***** TEXT FOR ANALYSIS *****
Tag Archives: Sensory Overload

Autism and Selective Mutism Symptoms

I have not yet finised reding or even scanning Aspergirls, but I know that in it is a part on mutism in (Asperger’s) autistics. I also recall that in 2003 or 2004, I was on an autism discussion board and selective mutism was regularly discussed. Not necessairly in the context of autistic kids or adults, but as a similar disorder.

Indeed, many autistics, myself included, have symptoms that could minmic selective mutism, where a person is able to speak in certain situations but not in others. A person cannot technically be diagnosed with both selective mutism and an autistic spectrum disorder, since when a person is autistic, their selective mutism symptoms are chalked up to that.

I do not know what the literature says about this, so I can only speak for myself, but I often get “locked up inside” out of anxiety. For example, in high school, when my tutor raised topics that hit too close to home, I shut down. However, I can also experience mutism when my thoughts get interrupted or I’m overloaded. Then, my brain shuts down in another respect.
*****
ASSIGNED TASK 1:
Answer these questions from the post on autism and selective mutism, one line each:
(a) In which years was the writer on an autism discussion board where selective mutism came up?
(b) Why can't a person be diagnosed with both selective mutism and an autistic spectrum disorder?
(c) In high school, what made the writer shut down?
ASSIGNED TASK 2: Render this sentence from the post on autism and selective mutism in Spanish: "For example, in high school, when my tutor raised topics that hit too close to home, I shut down."
ASSIGNED TASK 3: Pick up the post on autism and selective mutism after its final sentence and write what comes next.
***** DATASET EXTRACT *****
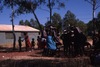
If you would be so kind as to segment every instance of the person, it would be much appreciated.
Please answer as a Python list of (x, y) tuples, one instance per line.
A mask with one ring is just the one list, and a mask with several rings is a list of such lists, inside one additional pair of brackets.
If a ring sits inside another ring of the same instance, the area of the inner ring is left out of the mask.
[(51, 30), (47, 32), (47, 38), (46, 38), (46, 49), (44, 49), (43, 53), (46, 53), (48, 56), (54, 56), (56, 54), (56, 43), (53, 39), (53, 33)]
[(21, 49), (21, 46), (22, 46), (22, 40), (21, 40), (21, 37), (19, 37), (19, 39), (18, 39), (18, 43), (19, 43), (19, 51), (21, 51), (22, 49)]
[(70, 38), (69, 38), (69, 33), (64, 30), (63, 34), (60, 37), (62, 39), (63, 45), (64, 45), (64, 55), (68, 54), (68, 49), (70, 45)]
[(24, 33), (24, 36), (25, 36), (25, 45), (26, 45), (26, 51), (27, 51), (28, 47), (31, 48), (31, 43), (30, 43), (28, 34), (26, 32)]
[(34, 38), (32, 38), (31, 45), (32, 45), (32, 48), (34, 49), (34, 47), (35, 47), (35, 41), (34, 41)]
[(38, 49), (41, 48), (41, 37), (40, 36), (37, 36), (37, 46), (38, 46)]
*****
WRITTEN RESPONSE 1:
(a) 2003 or 2004
(b) When a person is autistic, their selective mutism symptoms are chalked up to that.
(c) Topics the tutor raised that hit too close to home

WRITTEN RESPONSE 2: Por ejemplo, en la escuela secundaria, cuando mi tutor sacaba temas que me tocaban demasiado de cerca, me bloqueaba.

WRITTEN RESPONSE 3:
So what can parents and teachers do about selective mutism in an autistic? What they did to me, both my parents and my teachers, was force me to speak. I remember one night when I was about sixteen, being made to stay up until I’d told my parents a certain rather personal thing. Let me say, thhis is not the way to go. Anxiety may play a factor in selective mutism symptoms. When you use force, this anxiety will only get worse. Also, if your child does not trust you enough to talk to about personal issues, that’s something to work on first.

When the root of the mutism is not anxiety, still, force will not work. When a person is overloaded, the words and actions you use to make them speak, will often only overwhelm them more. Let them quietly think for a bit instead. You might want to ask what the autistic needs – quiet time to process, an alternative communication modality, etc. -, and the person may be able to indicate this in a way even if they don’t use words. Sometimes, asking questions will help, at least with me, but sometimes, this will distract me only further from what I wanted to say.